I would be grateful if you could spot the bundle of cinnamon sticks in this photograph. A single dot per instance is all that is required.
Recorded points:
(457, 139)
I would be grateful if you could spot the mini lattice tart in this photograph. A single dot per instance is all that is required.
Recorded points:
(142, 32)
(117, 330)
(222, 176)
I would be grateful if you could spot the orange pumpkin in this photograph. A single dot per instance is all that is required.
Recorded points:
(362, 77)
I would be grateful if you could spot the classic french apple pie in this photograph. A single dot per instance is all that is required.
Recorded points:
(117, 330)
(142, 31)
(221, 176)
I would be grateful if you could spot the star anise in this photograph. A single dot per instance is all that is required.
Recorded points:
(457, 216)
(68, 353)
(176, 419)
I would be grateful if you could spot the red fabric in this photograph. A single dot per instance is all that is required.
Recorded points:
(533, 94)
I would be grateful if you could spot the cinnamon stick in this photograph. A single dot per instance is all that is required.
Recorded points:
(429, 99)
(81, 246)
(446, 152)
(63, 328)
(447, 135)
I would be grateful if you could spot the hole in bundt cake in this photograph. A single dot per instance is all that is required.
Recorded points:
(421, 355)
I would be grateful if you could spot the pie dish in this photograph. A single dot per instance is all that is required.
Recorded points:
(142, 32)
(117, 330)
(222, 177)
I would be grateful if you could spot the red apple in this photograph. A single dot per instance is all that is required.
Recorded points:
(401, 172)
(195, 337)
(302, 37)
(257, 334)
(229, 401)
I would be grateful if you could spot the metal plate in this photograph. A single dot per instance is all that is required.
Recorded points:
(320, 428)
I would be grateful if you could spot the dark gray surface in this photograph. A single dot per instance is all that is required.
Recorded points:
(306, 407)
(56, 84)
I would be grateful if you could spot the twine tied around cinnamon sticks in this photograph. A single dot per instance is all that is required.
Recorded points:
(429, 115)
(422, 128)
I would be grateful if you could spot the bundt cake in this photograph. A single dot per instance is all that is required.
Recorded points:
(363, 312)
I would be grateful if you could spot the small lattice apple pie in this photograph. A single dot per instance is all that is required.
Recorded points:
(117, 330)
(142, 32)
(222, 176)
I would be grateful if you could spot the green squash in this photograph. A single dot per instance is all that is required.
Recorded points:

========================================================================

**Instructions for the task**
Where a line above contains the word "lattice", show that line.

**Response to this task**
I would be grateful if you could spot the mini lattice tart in this photograph. A single dot per instance is all that is required.
I would be grateful if you could spot the small lattice apple pie in this photograph. A single dot per instance is all that is required.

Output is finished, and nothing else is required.